Text segment:
** Begin **

Tehrani was born into a family of literati, publishing his first film criticism at sixteen. At eighteen he joined National Iranian Radio and Television where he wrote and directed two hundred documentaries on subjects like the influence of ancient Iranian culture and contemporary government corruption. After the 1979 Islamic revolution, he wrote and produced many animated films, including the award-wining Children of Jaleh Square and Kids’ Olympics, dealing with social political themes. His Ali Kuchulu, (Little Ali) was the most successful children’s film series in the ‘80s and its theme song became a signature tune of the 1988 student uprising.

Tehrani’s children’s books sold over a million copies and his Story of The Yellow Leaf, won Best Book of the Year in Iran and Italy. In 1989, Tehrani moved to Los Angeles gaining expertise in new technology and 3D animation. For eighteen years, he taught 3D animation, Game Development Concepts, Advanced History of Film and Screenwriting at UCLA Extension, Santa Monica College and the Art Institute of California. He served as Director of International Conference in Animation for the ToonZ Conference, London.

In 2007, Tehrani launched Cinema Without Borders, an online publication focusing on international cinema. Since then, CWB has published more than four thousand original articles and interviews with hundreds of international filmmakers, gaining recognition as a hub for world cinema.

** End **

Directives:
1) From the Tehrani biography, reproduce the passage between "Tehrani’s children’s books" and "ToonZ Conference, London.", inclusive.
2) Using the Tehrani biography, say whether each statement agrees with it, giving yes or no and quoting the deciding words: (a) Tehrani published his first film criticism at eighteen. (b) Tehrani moved to Los Angeles in 1989. (c) Cinema Without Borders has published more than four thousand original articles.

Dataset excerpts:
** Begin **

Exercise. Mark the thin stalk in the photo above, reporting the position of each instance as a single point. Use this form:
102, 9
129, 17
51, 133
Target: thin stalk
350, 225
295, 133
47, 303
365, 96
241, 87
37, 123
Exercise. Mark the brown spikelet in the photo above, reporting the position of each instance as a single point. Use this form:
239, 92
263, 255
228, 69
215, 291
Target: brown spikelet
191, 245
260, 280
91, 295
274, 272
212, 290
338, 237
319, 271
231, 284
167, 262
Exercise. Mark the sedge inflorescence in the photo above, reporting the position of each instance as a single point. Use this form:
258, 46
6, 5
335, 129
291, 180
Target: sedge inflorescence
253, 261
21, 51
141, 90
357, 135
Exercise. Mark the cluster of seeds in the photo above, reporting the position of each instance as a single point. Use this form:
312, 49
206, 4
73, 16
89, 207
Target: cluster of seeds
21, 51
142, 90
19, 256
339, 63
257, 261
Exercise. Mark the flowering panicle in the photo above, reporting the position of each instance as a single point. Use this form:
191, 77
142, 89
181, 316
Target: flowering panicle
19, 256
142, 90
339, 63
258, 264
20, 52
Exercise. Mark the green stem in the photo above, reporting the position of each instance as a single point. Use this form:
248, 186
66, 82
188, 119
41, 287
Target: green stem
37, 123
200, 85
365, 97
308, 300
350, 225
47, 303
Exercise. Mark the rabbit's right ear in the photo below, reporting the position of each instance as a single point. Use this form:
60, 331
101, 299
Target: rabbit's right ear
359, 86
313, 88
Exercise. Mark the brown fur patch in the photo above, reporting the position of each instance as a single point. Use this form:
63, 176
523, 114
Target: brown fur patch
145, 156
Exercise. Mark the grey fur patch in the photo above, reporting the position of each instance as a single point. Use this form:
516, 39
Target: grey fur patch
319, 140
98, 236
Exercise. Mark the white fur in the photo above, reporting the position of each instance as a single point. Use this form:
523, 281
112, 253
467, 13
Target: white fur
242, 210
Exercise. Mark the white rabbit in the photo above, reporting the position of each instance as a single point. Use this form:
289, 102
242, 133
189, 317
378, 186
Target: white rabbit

** End **

Solutions for each task:
1)
Tehrani’s children’s books sold over a million copies and his Story of The Yellow Leaf, won Best Book of the Year in Iran and Italy. In 1989, Tehrani moved to Los Angeles gaining expertise in new technology and 3D animation. For eighteen years, he taught 3D animation, Game Development Concepts, Advanced History of Film and Screenwriting at UCLA Extension, Santa Monica College and the Art Institute of California. He served as Director of International Conference in Animation for the ToonZ Conference, London.

2)
(a) No: "publishing his first film criticism at sixteen"
(b) Yes: "In 1989, Tehrani moved to Los Angeles"
(c) Yes: "CWB has published more than four thousand original articles"